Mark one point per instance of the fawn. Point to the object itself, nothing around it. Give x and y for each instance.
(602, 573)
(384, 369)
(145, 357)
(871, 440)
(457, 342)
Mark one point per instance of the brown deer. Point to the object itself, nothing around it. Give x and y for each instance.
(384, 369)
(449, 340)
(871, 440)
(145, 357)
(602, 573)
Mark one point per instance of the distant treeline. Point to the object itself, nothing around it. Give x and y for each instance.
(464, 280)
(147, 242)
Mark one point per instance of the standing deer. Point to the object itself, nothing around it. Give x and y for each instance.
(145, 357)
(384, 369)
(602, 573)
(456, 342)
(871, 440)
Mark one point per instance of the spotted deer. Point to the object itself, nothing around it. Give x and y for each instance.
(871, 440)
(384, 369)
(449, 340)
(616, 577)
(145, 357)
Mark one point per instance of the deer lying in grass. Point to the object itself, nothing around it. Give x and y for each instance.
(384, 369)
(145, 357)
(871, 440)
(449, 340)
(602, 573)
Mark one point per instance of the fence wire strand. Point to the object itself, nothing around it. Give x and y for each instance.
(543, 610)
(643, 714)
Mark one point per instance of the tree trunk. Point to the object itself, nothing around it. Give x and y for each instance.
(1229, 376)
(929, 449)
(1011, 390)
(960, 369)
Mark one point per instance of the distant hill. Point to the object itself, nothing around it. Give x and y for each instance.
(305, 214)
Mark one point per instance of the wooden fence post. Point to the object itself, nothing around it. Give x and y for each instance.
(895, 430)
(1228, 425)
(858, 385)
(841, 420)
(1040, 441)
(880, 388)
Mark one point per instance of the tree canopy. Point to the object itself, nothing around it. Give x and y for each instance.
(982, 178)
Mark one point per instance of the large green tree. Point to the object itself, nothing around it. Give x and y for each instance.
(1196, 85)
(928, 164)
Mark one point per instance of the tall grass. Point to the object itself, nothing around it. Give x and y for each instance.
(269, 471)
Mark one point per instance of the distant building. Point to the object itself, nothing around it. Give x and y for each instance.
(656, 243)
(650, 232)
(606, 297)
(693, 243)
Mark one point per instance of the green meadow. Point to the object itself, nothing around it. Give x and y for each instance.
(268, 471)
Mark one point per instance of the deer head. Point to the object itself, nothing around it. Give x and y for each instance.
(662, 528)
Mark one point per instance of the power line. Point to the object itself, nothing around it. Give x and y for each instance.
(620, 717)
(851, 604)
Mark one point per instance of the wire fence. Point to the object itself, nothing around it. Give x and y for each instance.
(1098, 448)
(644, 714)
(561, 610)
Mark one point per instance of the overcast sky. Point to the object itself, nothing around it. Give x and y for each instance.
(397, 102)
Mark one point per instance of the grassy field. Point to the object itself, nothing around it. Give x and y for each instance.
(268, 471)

==

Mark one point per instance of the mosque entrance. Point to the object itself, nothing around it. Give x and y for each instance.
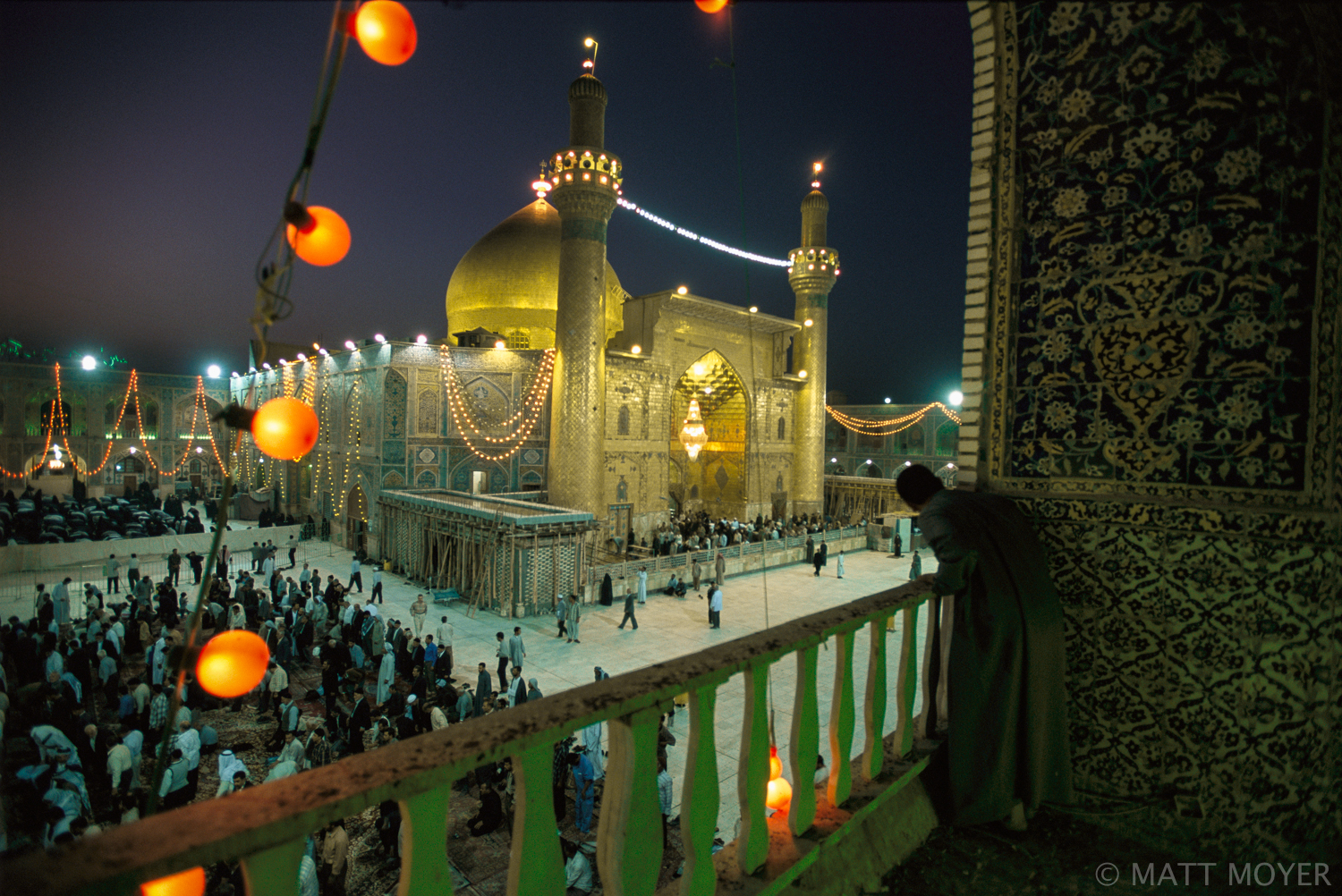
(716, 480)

==

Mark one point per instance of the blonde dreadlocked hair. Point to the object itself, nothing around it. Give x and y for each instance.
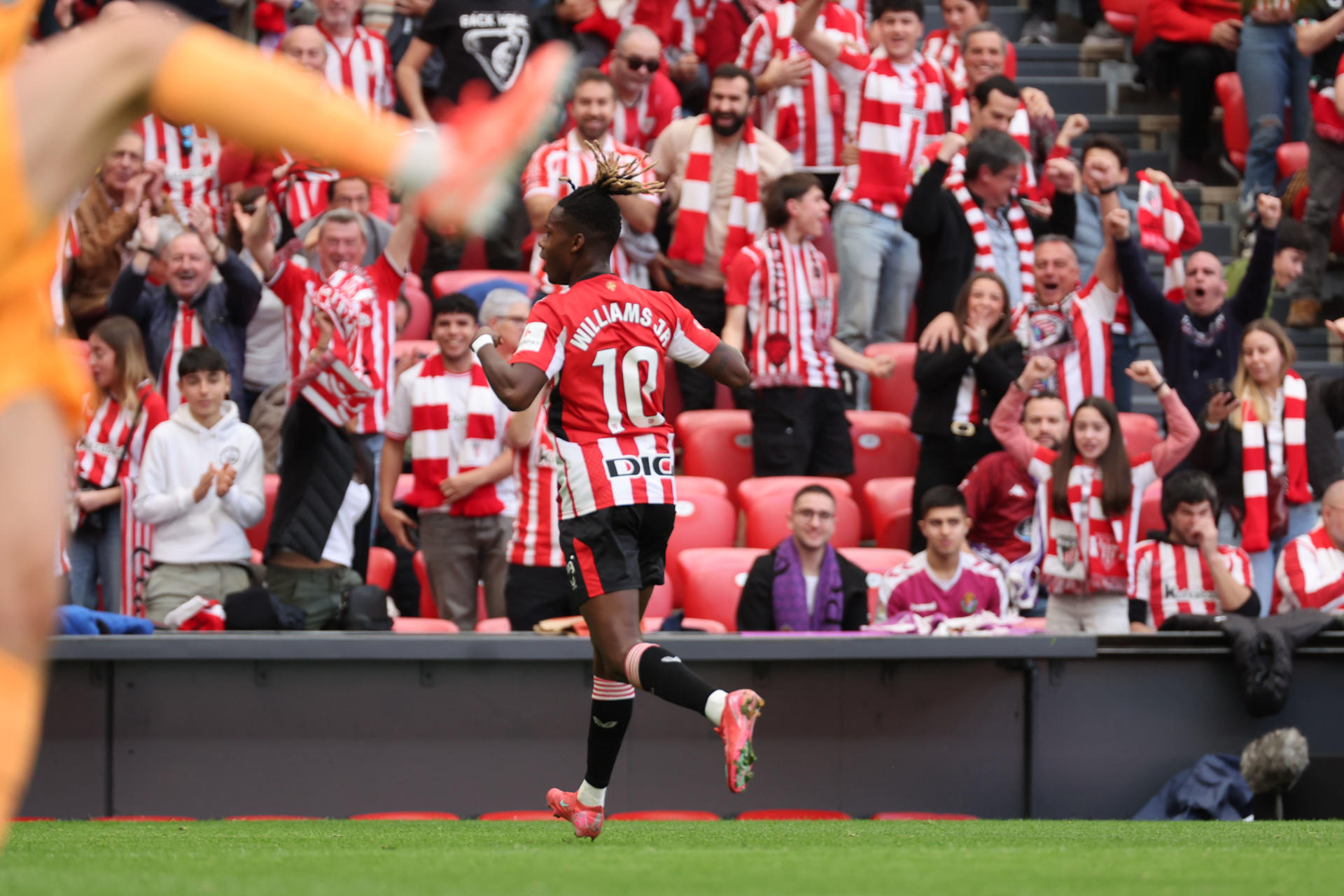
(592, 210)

## Exercise task
Which lines above contain the word "green"? Pull out and copy every such line, treating uppercase and lowercase as different.

## Written solution
Mark one point per instance of the large green tree. Point to the object itself, nothing around it. Give x and y for each instance.
Mark one point per instance of the green meadow. Point to the object itself, nothing around it. Give x and y for each instance.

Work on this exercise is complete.